*** Opening Source records ***

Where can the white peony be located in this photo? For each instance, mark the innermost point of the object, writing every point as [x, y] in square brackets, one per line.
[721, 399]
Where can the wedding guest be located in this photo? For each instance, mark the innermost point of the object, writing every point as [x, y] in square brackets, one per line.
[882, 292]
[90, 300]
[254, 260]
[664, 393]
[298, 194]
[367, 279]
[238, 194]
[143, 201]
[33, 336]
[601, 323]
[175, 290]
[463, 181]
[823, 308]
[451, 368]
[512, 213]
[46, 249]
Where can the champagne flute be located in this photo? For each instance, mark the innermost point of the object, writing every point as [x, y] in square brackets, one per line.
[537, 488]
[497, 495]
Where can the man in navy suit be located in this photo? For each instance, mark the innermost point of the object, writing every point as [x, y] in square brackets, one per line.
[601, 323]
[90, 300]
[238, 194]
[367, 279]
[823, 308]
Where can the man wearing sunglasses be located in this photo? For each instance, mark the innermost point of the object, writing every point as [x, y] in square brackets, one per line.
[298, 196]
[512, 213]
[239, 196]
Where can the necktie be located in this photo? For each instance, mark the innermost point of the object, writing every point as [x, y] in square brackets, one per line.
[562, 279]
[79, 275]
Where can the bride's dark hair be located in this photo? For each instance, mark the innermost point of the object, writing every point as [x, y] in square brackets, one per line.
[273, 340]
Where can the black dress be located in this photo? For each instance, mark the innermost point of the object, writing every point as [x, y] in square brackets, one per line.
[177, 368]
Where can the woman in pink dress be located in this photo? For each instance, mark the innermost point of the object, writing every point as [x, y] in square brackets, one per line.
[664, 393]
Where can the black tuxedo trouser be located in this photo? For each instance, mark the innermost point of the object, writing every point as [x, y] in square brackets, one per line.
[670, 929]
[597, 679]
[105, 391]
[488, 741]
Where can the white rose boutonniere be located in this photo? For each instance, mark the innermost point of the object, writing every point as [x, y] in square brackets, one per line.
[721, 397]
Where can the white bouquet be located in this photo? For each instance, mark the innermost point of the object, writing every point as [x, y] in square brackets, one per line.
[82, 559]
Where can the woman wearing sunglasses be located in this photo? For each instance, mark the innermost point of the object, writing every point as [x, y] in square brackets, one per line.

*** Closing Source records ***

The whole of the material above should be given again exactly.

(Written solution):
Where can the white peony be located in this photo? For each instance, mark the innermost point of the object, writing every point as [x, y] in square brackets, one per line.
[721, 399]
Where can the wedding guest be located in this photo? For each instance, mark the innermost point of the object, writing every point as [x, y] in square brackets, one per line.
[882, 292]
[90, 300]
[254, 260]
[664, 393]
[298, 194]
[367, 279]
[238, 194]
[143, 201]
[33, 336]
[601, 323]
[175, 290]
[463, 181]
[823, 308]
[451, 368]
[512, 213]
[46, 249]
Where can the champagne flute be located in this photo? For each instance, mark the innermost point of the object, writing every point as [x, y] in square brackets, one per line.
[537, 488]
[497, 495]
Where can the man in navy suit be located in this photo? For each instance, mark the innermost point of the object, writing every point as [x, y] in square brackets, one per line.
[601, 323]
[90, 300]
[238, 194]
[367, 279]
[823, 308]
Where can the man wearing sunglasses be located in this photo? For each instance, mark the innermost point of the object, writing every point as [x, y] in square brackets, one per line.
[298, 196]
[512, 213]
[239, 196]
Where can the necktie be located in this photo? For each instance, mark the innermost point of the object, writing every point as [x, y] in square brackets, one per line.
[562, 279]
[79, 275]
Where can the bride's dark hair be located in this photo? For each instance, mark the innermost point of the object, writing every point as [x, y] in square brackets, one per line.
[273, 340]
Where can the black dress be located in this photo? For each instance, mark the innermost point of the object, writing every point as [x, y] in square brackets, one per line.
[177, 368]
Where can the woman in pink dress be located in this photo? For each instance, mark the innermost point of the object, writing every point as [x, y] in square brackets, one per line.
[664, 393]
Where can the black tuxedo trouser be located in this photo? For each instance, mark the innermost point of the object, writing every point as [x, y] in square brackets, one per line.
[670, 929]
[597, 679]
[105, 391]
[488, 741]
Where can the white rose boutonniere be located in this photo? For each instance, mark the innermost point of the object, writing every point as [x, y] in square brackets, one per line.
[721, 397]
Where can the white bouquet be located in this photo? For each instance, mark the innermost point of the object, writing every point as [x, y] in square brackets, one per line.
[82, 559]
Where can the woman wearing sunglasses be located in this photo? For each instance, mark the innermost point of the object, writing every point as [x, y] in square brackets, one per line.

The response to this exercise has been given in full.